PASSAGE PROVIDED –
┌──
The few essentials—Types of mowers—The power mower—Preventing damage from horses—Rollers—Sweepers—Rakes—Weeders—Trimming tools—The use of the shears—The simple grass hook—Hose, and hose —Keeping life in it—Turfing irons—The scythe.

THE essential tools for making and maintaining a lawn are comparatively few. The possible tools are many. At the beginning of things a good plough, a sub-soil plough, and a steel-toothed harrow must be had, but these can hardly be properly called lawn tools; they are equally essential to the fundamental ground work of any part of the estate. The special tools for after maintenance consist of the lawn mower, the roller, and the rake.


The mower can be had in various patterns and at prices ranging upward from two and a half dollars, the figure varying both with the style of construction and the width of the cut.

For all ordinary purposes buy a lawn mower not less than twelve inches wide. If the lawn is of any size above that common in the ordinary suburban lot it will be wise economy to procure a machine of not less than sixteen-inch cut, and where the labour can be easily had, it may be well to go several sizes larger even up to twenty-one inches.

At the best of times, and under the best of conditions, the work of mowing the lawn is somewhat burdensome, therefore buy a mower of the ball bearing type. The ease with which a machine of this type can be operated as compared with one of the older articles, is some-thing extraordinary. A mere child can very well handle a medium sized machine of the modern light running model. There is absolutely no reason why you should make your-self a draught-horse when the inconvenience can be avoided for many years by the investment of a five dollar bill in the beginning. All modern lawn mowers throw the clippings to the rear so that they may be left on the lawn when the machine is used without a catch-box, as is usually the case where mowing is done at frequent intervals.

For large lawns mowers drawn by horses are great time savers, and if a horse is kept at all the purchase of a horse mower should be decided on at once. It takes very little time to hitch up the horse of an evening and run over the lawn. For the average garden there is no neccessity to buy a mower which can be set very close to the ground; in fact, the possibility of being able to shave the surface is a dangerous feature, in the majority of cases.

For putting greens, where as low clean-cut and even a surface as possible is essential, a special type of mower is used, and it can be taken over the ground after the cutting with a machine of the regular type. In general a lawn should not be cut closer than two inches.
└──
Location labeling records
┌──
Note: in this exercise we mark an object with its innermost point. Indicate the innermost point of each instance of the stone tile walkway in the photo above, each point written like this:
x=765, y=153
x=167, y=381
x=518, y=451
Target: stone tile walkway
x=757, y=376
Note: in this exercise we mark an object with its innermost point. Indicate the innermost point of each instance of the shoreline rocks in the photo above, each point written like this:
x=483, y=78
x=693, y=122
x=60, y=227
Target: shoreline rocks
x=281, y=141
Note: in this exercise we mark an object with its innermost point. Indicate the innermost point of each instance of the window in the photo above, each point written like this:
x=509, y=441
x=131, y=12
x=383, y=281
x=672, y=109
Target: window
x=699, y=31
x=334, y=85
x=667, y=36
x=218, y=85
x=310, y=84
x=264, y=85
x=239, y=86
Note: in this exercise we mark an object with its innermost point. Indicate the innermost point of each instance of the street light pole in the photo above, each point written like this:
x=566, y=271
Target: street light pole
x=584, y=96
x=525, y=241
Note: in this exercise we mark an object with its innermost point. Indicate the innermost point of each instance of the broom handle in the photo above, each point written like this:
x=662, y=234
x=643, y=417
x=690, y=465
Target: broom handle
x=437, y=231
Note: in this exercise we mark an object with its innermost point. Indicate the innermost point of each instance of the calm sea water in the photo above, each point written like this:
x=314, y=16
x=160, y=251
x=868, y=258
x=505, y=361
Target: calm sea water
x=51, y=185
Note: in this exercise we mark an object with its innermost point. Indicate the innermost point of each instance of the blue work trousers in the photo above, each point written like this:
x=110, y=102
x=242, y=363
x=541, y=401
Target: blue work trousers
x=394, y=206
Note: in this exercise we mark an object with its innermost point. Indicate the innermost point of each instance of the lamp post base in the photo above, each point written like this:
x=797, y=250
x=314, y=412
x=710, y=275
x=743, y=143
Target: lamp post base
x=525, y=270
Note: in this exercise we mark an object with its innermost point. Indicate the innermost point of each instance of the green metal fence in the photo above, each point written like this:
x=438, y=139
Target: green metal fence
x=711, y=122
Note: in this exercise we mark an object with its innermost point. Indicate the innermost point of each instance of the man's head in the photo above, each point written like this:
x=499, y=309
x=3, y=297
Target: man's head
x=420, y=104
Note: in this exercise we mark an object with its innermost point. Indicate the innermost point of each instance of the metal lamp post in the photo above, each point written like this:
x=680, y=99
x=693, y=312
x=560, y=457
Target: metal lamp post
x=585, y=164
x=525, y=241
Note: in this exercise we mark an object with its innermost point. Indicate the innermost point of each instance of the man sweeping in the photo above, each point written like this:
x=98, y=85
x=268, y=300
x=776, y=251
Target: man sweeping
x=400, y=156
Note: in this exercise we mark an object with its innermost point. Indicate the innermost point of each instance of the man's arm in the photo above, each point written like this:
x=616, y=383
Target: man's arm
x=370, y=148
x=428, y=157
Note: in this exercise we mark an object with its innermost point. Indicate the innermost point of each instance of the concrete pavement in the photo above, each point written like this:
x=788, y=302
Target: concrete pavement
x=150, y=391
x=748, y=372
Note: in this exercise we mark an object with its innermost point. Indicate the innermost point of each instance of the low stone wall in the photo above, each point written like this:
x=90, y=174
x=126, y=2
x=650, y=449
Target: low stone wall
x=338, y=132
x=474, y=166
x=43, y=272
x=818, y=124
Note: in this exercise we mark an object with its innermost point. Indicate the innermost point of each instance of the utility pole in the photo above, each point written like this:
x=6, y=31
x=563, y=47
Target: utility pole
└──
PROBLEMS AND TASKS –
**a.** Could you retype the passage on lawn tools, beginning at the words that have "For large lawns" and stopping after "than two inches."?
**b.** Which tools does the passage on lawn tools say must be had at the beginning of things, for the ground work?

RESULTS IN ORDER –
**a.**
For large lawns mowers drawn by horses are great time savers, and if a horse is kept at all the purchase of a horse mower should be decided on at once. It takes very little time to hitch up the horse of an evening and run over the lawn. For the average garden there is no neccessity to buy a mower which can be set very close to the ground; in fact, the possibility of being able to shave the surface is a dangerous feature, in the majority of cases.

For putting greens, where as low clean-cut and even a surface as possible is essential, a special type of mower is used, and it can be taken over the ground after the cutting with a machine of the regular type. In general a lawn should not be cut closer than two inches.

**b.** A good plough, a sub-soil plough, and a steel-toothed harrow.